━━━━━ TEXTE FOURNI ━━━━━

Dans La France bouge sur Europe 1, Raphaëlle Duchemin recevait mardi trois spécialistes du traitement de la douleur. Tous trois proposent des solutions innovantes pour soustraire le patient à la prise d'opioïdes. Le recours à ces traitements sous antalgiques comme la morphine sont en effet la cause d'addiction, d'intolérance voire de dépression respiratoire. Aux Etats-Unis par exemple, 11 millions de personnes sont dépendantes aux opiacés et à leurs dérivés. Cette dépendance intervient alors que les traitements sont fournis sur prescription médicale. En France, une personne sur trois subit des douleurs chroniques, c'est-à-dire des douleurs soit permanentes soit récurrentes qui durent plus de trois mois.

━━━━━ ENTRÉES AFFICHÉES ━━━━━

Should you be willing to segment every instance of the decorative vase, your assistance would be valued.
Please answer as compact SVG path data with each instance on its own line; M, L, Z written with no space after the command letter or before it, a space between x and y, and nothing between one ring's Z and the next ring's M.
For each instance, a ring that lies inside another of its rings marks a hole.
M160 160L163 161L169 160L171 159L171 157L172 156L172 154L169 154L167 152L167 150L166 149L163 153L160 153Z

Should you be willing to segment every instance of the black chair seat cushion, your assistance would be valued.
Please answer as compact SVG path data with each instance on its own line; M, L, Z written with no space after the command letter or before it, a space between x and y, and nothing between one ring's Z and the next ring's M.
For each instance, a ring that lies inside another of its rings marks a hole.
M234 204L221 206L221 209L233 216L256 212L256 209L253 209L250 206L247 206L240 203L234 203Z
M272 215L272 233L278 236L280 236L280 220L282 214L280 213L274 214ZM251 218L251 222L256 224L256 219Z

━━━━━

TRAVAIL DEMANDÉ —
Résumez le texte fourni en deux phrases. Les lignes ne servent à rien pour ce travail.

RÉSULTAT OBTENU —
Mardi, dans La France bouge sur Europe 1, Raphaëlle Duchemin a reçu trois spécialistes du traitement de la douleur qui proposent des solutions innovantes pour soustraire les patients aux opioïdes, des antalgiques comme la morphine pouvant causer addiction, intolérance, voire dépression respiratoire. Aux États-Unis, 11 millions de personnes sont dépendantes aux opiacés et à leurs dérivés alors que ces traitements sont délivrés sur prescription médicale, et en France une personne sur trois subit des douleurs chroniques, permanentes ou récurrentes, qui durent plus de trois mois.